- **Explore the material**
1. Answer these questions from the article on elections during public health emergencies:
(a) Which three states had postponed their presidential primary elections at the time of writing?
(b) Which organization provides statutory citations for each state?
(c) How many nonprofits are in the coalition that expressed concern over postponed voting?
2. Decide whether each statement agrees with the article on elections during public health emergencies, and quote the words that settle it.
(a) At least four other states have changed polling places and voting procedures.
(b) For a 501(c)(3) public charity, urging the governor to use emergency rule-making authority counts as lobbying for IRS purposes.
(c) The National Association of Secretaries of State provides statutory citations for each state.
3. Copy out the stretch of the article on elections during public health emergencies from "In the face" through "certain to follow.".

━━ Text block ━━

Ensuring Fair Elections During Public Health Emergencies


Leslie Barnes

Voting Booth

Image Credit: BlendImages

(Voting Booth)

States are racing to postpone Presidential primary elections and make other last-minute changes to slow the spread of the coronavirus virus. However, sudden changes in election dates, voting locations, and procedures creates confusion and barriers to the polls.

Nonprofits are needed now, more than ever, to ensure that the right to vote does not suffer under authorities’ efforts to protect public safety. Private foundations, public charities, and other tax-exempt entities can all engage in vital advocacy critical to our democracy. AFJ has the tools to help your organization understand the rules that govern your ability to undertake election protection efforts.

Engage in Emergency Planning

In the face of an escalating public health emergency, and at the time of this writing, Georgia, Louisiana, and Kentucky have postponed their presidential primary elections. At least four other states have closed, moved, or consolidated polling places and changed voting procedures as the New York Times reports, and more are certain to follow.

Understanding what your state can do in an emergency is a critical step to building your organization’s advocacy plan. The National Association of Secretaries of State has compiled a report on the states’ emergency planning for elections and the National Conference of State Legislatures (NCSL) provides statutory citations for each state.

Some states allow their governor, or other elected official, to declare an emergency and adopt policies to implement the election. In some states, the legislature can designate a contingency plan or method to allow those impacted by a disaster to vote in a non-traditional manner. And in most states, courts have been known to grant orders keeping the polls open, ordering ballots to be counted when a disaster prevented deadlines from being met, and requiring states to notify voters of changes in procedures.

For a 501(c)(3) private foundation or public charity, calling on the governor to exercise emergency rule-making authority or joining in a lawsuit to expand the franchise is permissible and not lobbying for IRS purposes.1

A coalition of over 100 nonprofits, including the NAACP Legal Defense and Education Fund, Alliance for Youth Action, EPIC, and Mi Familia Vota, has expressed concern over the decisions to postpone voting already underway in Georgia and Louisiana, while acknowledging that public safety is a top concern. Private foundations and public charities can sign-on to their letter or elevate their efforts to protect public safety and expand our franchise as this letter does not constitute lobbying for IRS purposes.

━━━
━━ Provided material ━━

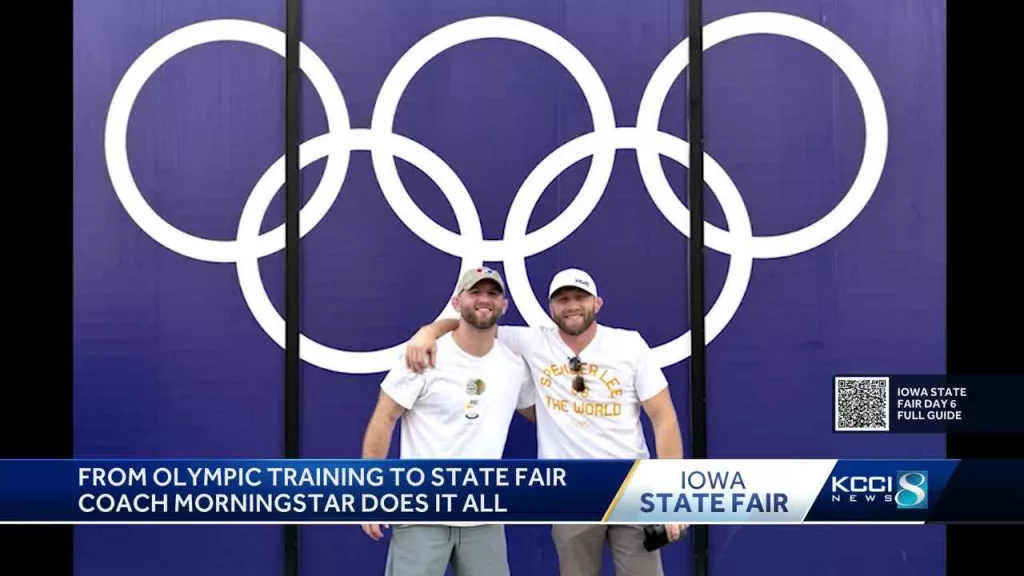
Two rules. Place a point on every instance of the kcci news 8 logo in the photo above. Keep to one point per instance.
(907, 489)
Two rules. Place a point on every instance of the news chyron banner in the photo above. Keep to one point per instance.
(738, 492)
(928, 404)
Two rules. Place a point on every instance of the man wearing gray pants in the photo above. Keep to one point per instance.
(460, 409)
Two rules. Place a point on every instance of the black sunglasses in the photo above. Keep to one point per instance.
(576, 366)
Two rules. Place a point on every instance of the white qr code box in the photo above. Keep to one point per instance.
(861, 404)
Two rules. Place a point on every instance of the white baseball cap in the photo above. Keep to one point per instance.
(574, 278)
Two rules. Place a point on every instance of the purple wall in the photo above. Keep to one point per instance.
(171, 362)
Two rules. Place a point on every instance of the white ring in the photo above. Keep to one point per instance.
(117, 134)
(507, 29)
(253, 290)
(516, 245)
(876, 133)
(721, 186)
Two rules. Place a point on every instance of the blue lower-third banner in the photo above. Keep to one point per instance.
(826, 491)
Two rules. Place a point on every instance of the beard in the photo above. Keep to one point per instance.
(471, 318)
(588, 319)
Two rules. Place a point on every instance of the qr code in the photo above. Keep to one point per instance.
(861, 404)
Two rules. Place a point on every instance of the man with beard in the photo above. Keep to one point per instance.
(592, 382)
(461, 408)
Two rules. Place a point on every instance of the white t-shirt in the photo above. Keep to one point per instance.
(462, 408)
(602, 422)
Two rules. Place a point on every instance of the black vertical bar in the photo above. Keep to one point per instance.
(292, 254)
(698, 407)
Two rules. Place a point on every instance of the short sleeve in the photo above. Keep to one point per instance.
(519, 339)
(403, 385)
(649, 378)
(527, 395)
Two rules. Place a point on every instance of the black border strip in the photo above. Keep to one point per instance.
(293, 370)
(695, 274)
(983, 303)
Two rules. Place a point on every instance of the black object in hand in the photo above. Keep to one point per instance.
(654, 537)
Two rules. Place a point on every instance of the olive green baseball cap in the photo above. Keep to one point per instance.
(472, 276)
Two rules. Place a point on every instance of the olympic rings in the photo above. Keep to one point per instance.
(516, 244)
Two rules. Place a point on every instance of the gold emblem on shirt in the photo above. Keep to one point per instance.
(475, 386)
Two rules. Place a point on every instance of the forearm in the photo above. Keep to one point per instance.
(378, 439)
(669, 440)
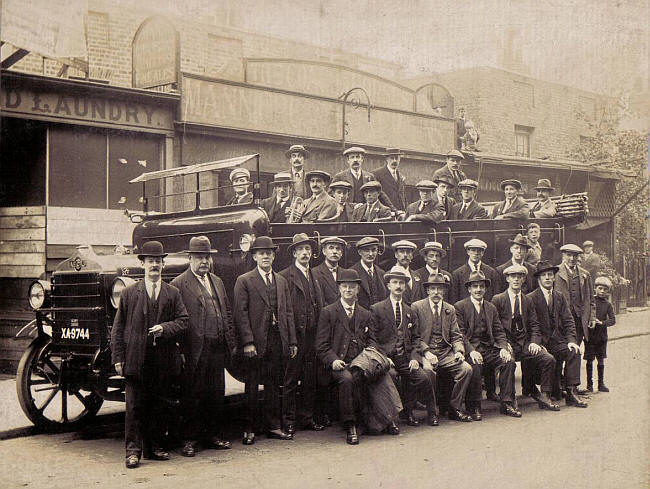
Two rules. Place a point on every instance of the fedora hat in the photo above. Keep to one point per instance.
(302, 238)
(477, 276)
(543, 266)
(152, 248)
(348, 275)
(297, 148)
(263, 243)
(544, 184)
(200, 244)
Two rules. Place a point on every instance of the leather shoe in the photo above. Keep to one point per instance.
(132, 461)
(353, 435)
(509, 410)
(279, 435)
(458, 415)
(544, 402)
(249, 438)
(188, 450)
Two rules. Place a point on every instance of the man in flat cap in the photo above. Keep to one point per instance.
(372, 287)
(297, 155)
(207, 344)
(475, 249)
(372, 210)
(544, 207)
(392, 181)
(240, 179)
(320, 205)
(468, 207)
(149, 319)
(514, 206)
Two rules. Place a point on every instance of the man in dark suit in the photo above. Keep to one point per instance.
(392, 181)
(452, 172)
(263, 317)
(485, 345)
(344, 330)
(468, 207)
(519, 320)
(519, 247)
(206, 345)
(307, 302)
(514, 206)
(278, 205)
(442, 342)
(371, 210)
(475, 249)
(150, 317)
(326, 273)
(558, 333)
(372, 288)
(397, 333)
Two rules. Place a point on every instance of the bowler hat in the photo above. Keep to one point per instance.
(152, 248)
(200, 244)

━━━

- **Solution list**
1.
(a) Georgia, Louisiana, and Kentucky
(b) The National Conference of State Legislatures (NCSL)
(c) Over 100

2.
(a) Yes: "At least four other states have closed, moved, or consolidated polling places and changed voting procedures"
(b) No: "is permissible and not lobbying for IRS purposes"
(c) No: "The National Association of Secretaries of State has compiled a report on the states’ emergency planning for elections"

3.
In the face of an escalating public health emergency, and at the time of this writing, Georgia, Louisiana, and Kentucky have postponed their presidential primary elections. At least four other states have closed, moved, or consolidated polling places and changed voting procedures as the New York Times reports, and more are certain to follow.